§ **GIVEN TEXT**
As for the actor himself, Brand took to his personal YouTube channel on September 15th – the day before the report went public – to offer his own recorded statement on the entire ordeal.
“Hello there you awakening wonders,” Brand began his video, per a transcript provided by The Times. “Now this isn’t the usual type of video we make on this channel where we critique, attack, and undermine the news in all its corruption, because in this story, I am the news.”
“I’ve received two extremely disturbing letters, or a letter, and an email, one from a mainstream media TV company, one from a newspaper, listing a litany of extremely egregious and aggressive attacks, as well as some pretty stupid stuff like, my community festival should be stopped, that I shouldn’t be able to attack mainstream media narratives on this channel, but amidst this litany of astonishing, rather baroque attacks are some very serious allegations that I absolutely refute,” he continued.
“These allegations pertain to the time when I was working in the mainstream, when I was in the newspapers all the time, when I was in the movies, and as I’ve written about extensively in my books, I was very very promiscuous,” said Brand. “Now during that time of promiscuity, the relationships I had were absolutely, always consensual. I was always transparent about that then, almost too transparent, and I’m being transparent about it now as well, and to see that transparency metastasized into something criminal, that I absolutely deny, makes me question, is there another agenda at play?”
“Particularly when we’ve seen co-ordinated media attacks before, like with Joe Rogan, when he dared to take a medicine that the mainstream media didn’t approve of, and we saw a spate of headlines from media outlets across the world, using the same language,” the comedian-slash-actor then asserted.
“I’m aware that you guys have been saying in the comments for a while, ‘watch out Russell, they’re coming for you, you’re getting too close to the truth, Russell Brand did not kill himself’,” said Brand. “I know that a year ago there was a spate of articles, ‘Russell Brand’s a conspiracy theorist’, ‘Russell Brand’s right wing’. I’m aware of news media making phone calls, sending letters to people I know for ages and ages, it’s been clear to me, or at least it feels to me, like there’s a serious and concerted agenda to control these kind of spaces, and these kind of voices, and I mean my voice along with your voice.”

§ **ENTRIES SHOWN**
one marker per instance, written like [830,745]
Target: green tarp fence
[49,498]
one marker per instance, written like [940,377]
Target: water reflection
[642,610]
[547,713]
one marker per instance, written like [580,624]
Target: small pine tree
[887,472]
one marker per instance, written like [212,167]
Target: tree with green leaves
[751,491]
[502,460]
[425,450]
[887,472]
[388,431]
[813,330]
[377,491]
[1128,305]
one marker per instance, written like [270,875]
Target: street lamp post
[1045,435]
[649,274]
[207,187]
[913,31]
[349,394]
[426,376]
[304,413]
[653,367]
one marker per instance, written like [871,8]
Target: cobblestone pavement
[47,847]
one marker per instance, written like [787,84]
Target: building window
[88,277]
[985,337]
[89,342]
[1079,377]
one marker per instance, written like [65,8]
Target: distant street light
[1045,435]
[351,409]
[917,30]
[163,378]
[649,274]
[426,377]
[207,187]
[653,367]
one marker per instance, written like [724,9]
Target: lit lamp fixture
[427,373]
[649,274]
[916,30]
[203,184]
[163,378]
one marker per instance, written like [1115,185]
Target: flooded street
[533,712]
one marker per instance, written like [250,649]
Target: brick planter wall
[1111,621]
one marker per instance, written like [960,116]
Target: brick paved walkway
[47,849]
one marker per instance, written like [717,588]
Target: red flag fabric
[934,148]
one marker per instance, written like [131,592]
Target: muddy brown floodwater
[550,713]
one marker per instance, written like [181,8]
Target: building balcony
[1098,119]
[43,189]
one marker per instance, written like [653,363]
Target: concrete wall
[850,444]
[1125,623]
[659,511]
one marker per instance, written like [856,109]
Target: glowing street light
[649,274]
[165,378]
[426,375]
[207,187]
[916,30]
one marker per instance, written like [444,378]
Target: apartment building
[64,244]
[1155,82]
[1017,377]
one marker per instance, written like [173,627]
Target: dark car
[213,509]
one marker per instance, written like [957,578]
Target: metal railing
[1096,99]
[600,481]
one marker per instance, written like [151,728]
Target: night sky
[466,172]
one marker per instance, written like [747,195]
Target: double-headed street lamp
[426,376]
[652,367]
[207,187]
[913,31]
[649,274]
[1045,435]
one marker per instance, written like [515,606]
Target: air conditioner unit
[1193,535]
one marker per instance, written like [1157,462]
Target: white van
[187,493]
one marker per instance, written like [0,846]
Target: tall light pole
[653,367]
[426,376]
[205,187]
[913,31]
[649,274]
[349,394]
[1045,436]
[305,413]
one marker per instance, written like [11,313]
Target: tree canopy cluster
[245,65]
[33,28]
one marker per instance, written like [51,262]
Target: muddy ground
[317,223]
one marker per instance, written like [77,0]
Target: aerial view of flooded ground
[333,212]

§ **YOUR TASKS**
(1) Quote the passage on Russell Brand's YouTube statement from "As for the actor" up to and including "the entire ordeal.".
(2) Continue the passage on Russell Brand's YouTube statement from where it stops.

§ **TASK RESULTS**
(1)
As for the actor himself, Brand took to his personal YouTube channel on September 15th – the day before the report went public – to offer his own recorded statement on the entire ordeal.

(2)
“I don’t mind them using my books and my stand up to talk about my promiscuous, consensual conduct in the past, what I seriously refute are these very very serious criminal allegations,” he then admitted. “Also it’s worth mentioning that there are witnesses whose evidence directly contradicts the narratives that these two mainstream media outlets are trying to construct, apparently in what seems to me to be a co-ordinated attack.”
“Now, I don’t want to get into this any further because of the serious nature of the allegations, but I feel like I’m being attacked, and plainly they are working very closely together,” the actor concluded. “We are obviously going to look into this matter, because it’s very very serious. In the meantime I want you to stay close, stay awake, but more important than any of that, if you can, please stay free.”
It was in light of this controversy that, on September 19th, YouTube announced they would be demonetizing all of his channels – Russell Brand, Football is Nice, Awakening With Russell, and Stay Free With Russell Brand – on the platform.
“We have suspended [monetization] on Russell Brand’s channel for violating our Creator Responsibility policy,” YouTube, in a statement to The Hill, explained of their decision. “If a creator’s off-platform behavior harms our users, employees or ecosystem, we take action to protect the community.”
“This decision applies to all channels that may be owned or operated by Russell Brand,” they additionally clarified.
As of writing, Brand has yet to present his aforementioned exculpatory evidence.